╭─ Dataset excerpts

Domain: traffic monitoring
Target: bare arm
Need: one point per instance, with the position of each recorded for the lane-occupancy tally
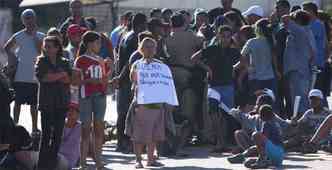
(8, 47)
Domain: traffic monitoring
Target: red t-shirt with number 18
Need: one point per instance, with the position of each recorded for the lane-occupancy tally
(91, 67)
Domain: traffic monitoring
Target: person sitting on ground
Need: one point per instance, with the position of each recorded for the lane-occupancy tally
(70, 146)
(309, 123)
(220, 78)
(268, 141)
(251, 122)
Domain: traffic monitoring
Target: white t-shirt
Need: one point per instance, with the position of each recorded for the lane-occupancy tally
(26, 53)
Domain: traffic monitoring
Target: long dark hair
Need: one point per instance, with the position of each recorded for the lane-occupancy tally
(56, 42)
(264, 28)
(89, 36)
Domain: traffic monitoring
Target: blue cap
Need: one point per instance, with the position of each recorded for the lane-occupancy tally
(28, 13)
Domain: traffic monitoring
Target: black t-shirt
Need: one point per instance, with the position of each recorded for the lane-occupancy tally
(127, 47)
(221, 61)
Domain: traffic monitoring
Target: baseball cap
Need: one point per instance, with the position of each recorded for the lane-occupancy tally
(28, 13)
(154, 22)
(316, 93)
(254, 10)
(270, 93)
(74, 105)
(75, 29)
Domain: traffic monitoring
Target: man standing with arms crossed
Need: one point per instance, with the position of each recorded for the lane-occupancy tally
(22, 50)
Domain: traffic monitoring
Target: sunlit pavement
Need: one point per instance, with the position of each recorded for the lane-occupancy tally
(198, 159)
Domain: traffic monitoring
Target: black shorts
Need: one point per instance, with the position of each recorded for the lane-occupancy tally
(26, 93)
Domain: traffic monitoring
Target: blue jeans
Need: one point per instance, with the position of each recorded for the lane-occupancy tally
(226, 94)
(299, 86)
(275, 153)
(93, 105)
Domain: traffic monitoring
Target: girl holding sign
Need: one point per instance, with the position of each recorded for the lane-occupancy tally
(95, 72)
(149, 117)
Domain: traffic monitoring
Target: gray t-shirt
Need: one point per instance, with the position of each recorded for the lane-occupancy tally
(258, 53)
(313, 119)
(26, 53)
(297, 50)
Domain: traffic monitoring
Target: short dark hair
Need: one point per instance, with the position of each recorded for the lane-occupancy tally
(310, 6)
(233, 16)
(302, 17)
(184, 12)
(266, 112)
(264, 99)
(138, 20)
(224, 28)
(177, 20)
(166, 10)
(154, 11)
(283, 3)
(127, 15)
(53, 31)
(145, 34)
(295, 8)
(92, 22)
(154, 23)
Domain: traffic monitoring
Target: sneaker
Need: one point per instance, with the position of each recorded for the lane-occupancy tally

╰─

To do: All of the material above needs to be restated exactly, with no pictures.

Answer to the task:
Domain: traffic monitoring
Target: bare arm
Need: one point per instance, with the position of each recorded for the lane-occupancy tally
(8, 47)
Domain: traffic monitoring
Target: red t-shirt with number 18
Need: one point per instance, with the position of each recorded for the lane-occupancy tally
(91, 67)
Domain: traffic monitoring
Target: person sitting on ground
Need: one point per instance, with the position of each recorded for the lane-occupancy tally
(70, 146)
(309, 123)
(220, 78)
(268, 141)
(251, 122)
Domain: traffic monitoring
Target: white t-shirt
Need: one point per instance, with the position of each recorded for the lane-occupancy tally
(26, 53)
Domain: traffic monitoring
Target: long dark hair
Need: one point per instance, with the position of each recorded for the lane-occupancy tally
(56, 42)
(264, 28)
(89, 36)
Domain: traffic monitoring
Target: blue cap
Need: one point per instance, with the position of each recorded for the lane-occupancy tally
(28, 13)
Domain: traffic monitoring
Target: black t-shirt
Need: one point per instance, with the position of each recorded for the lane-occupancy tally
(127, 47)
(221, 61)
Domain: traffic monitoring
Target: baseball cap
Need: one point per instance, with the position of each recorded for the lane-occupancy tally
(28, 13)
(154, 22)
(316, 93)
(254, 10)
(270, 93)
(74, 105)
(75, 29)
Domain: traffic monitoring
Target: man standing with arms crossed
Need: one point per instance, with the position of each recorded for the lane-occupancy tally
(22, 50)
Domain: traffic monitoring
Target: sunlit pavement
Need: one point per instance, with the position of each recorded for the lane-occupancy tally
(198, 159)
Domain: traffic monitoring
Target: black shorts
Need: one point per instance, with the position of each recorded for the lane-occupancy tally
(26, 93)
Domain: traffic monitoring
Target: blue jeans
Need: one point per instance, with the position of each recorded for the lane-occupancy tally
(226, 94)
(299, 86)
(275, 153)
(93, 105)
Domain: traffic monitoring
Target: girl holding sign
Need: one point per instance, with the position of each recorded for the lane-occupancy tally
(95, 72)
(149, 117)
Domain: traffic monitoring
Target: gray t-shirt
Need: one point per instance, with the position of each recorded for the lane-occupancy tally
(258, 53)
(313, 119)
(26, 53)
(297, 50)
Domain: traffic monitoring
Target: short dark hair
Need: one point per instance, with the position of each recorded for the lane-occupancy tally
(310, 6)
(233, 16)
(302, 17)
(184, 12)
(266, 112)
(264, 99)
(138, 20)
(224, 28)
(177, 20)
(166, 10)
(154, 11)
(283, 3)
(127, 15)
(53, 31)
(145, 34)
(295, 8)
(92, 22)
(154, 23)
Domain: traffic monitoring
Target: sneaker
Need: one point per instance, with the position of each recorded for the lane-occupancy tally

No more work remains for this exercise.